What is expected: List every line of the material below that contains the string "photo", copying each line in full. Case counts, so a match must have the same capitalization.

Listed records:
_ _ _

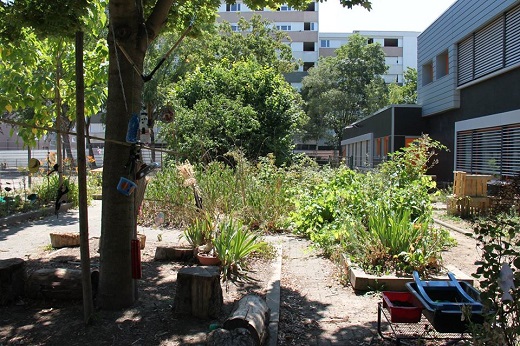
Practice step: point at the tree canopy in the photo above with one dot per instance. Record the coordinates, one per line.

_ _ _

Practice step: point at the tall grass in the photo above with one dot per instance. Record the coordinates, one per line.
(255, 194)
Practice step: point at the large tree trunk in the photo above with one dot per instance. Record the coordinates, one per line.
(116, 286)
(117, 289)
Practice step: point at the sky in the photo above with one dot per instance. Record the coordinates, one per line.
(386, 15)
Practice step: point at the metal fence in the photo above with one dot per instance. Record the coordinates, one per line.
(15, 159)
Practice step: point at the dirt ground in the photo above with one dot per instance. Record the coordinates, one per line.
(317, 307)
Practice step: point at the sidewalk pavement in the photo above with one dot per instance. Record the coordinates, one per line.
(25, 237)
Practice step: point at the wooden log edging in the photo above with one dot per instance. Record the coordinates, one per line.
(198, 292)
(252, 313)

_ _ _

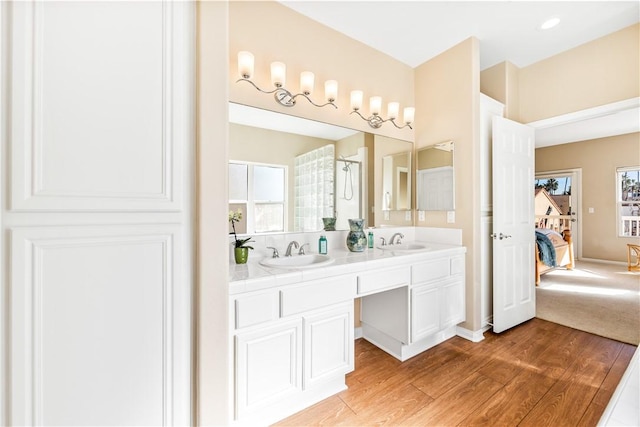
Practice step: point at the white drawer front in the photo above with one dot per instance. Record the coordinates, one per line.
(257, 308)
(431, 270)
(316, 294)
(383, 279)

_ _ _

Task output:
Practice step: point at the tree canopy in the photo above with one dot per instance. Record the coordinates, one per line.
Practice step: point at the tall grass in the photo above with one dot per instance. Record the coordinates, one per line.
Practice step: point at the large tree trunk in the photo above with one dot per instance. Record the coordinates, one per line.
Practice step: point at the sky in the photo above with one dot per instance. Record the coordinates, one per line.
Practice step: point at the metal fence in the photo above with one dot per instance. Record the coordinates, one per line.
Practice step: point at the dirt ground in the photo above with one dot per instance. Record the coordinates, one per line.
Practice step: point at the sidewalk pavement in the photo above with one dot per instance. Record the coordinates, one per line.
Practice step: point at the wooden log edging in the photo above with one dot per instance. Record the coordinates, one per line.
Practice step: point at the white drawer front in the photo above with one dot per instance. Record the coordinates, one per line.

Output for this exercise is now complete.